- _Excerpt to read_
Two other weird things I witnessed that the only explanation was “The Union”

  1. The full-time union guys filed a complaint when the head of the department picked up trash when he visited parks. Something about “taking work away from the Union” (even though it was work they weren’t planning on doing).
  2. When they operated their plows in the winter, they would lift up the blades when they drove down County roads because, “That was the County’s responsibility and they couldn’t start a turf war with them.”

For those of you that say this is one example, in one place—I have seen my fair share of unionized workplaces (Coal mines, processing plants, power plants) and my experience with the City is not unique.

Am I generalizing, yes, of course, there are hard working, passionate people that work for unions, but a few good apples don’t save the bunch.

Ripe for Privatization and Private Bids

I feel like I am going a little Ron Swanson with this section, but the government has no business running mowing crews, maintenance crews, or really anything that would be better served by an open bidding process.

We can hold private businesses accountable for their work and drive bidding wars where the most efficient company wins.

How Government Bids Work:

If you have never been to or witnessed a public bid for government work, I will break it down for you quick.

- _Given data_
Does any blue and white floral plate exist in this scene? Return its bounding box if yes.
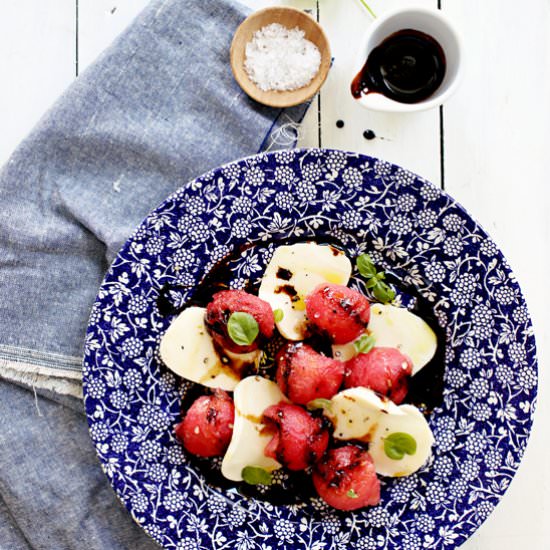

- _Do this_
From the passage on union work rules and privatization, extract the text from "Two other weird" to "planning on doing).". The material that comes after the passage is separate from it.

- _Completed task_
Two other weird things I witnessed that the only explanation was “The Union”

  1. The full-time union guys filed a complaint when the head of the department picked up trash when he visited parks. Something about “taking work away from the Union” (even though it was work they weren’t planning on doing).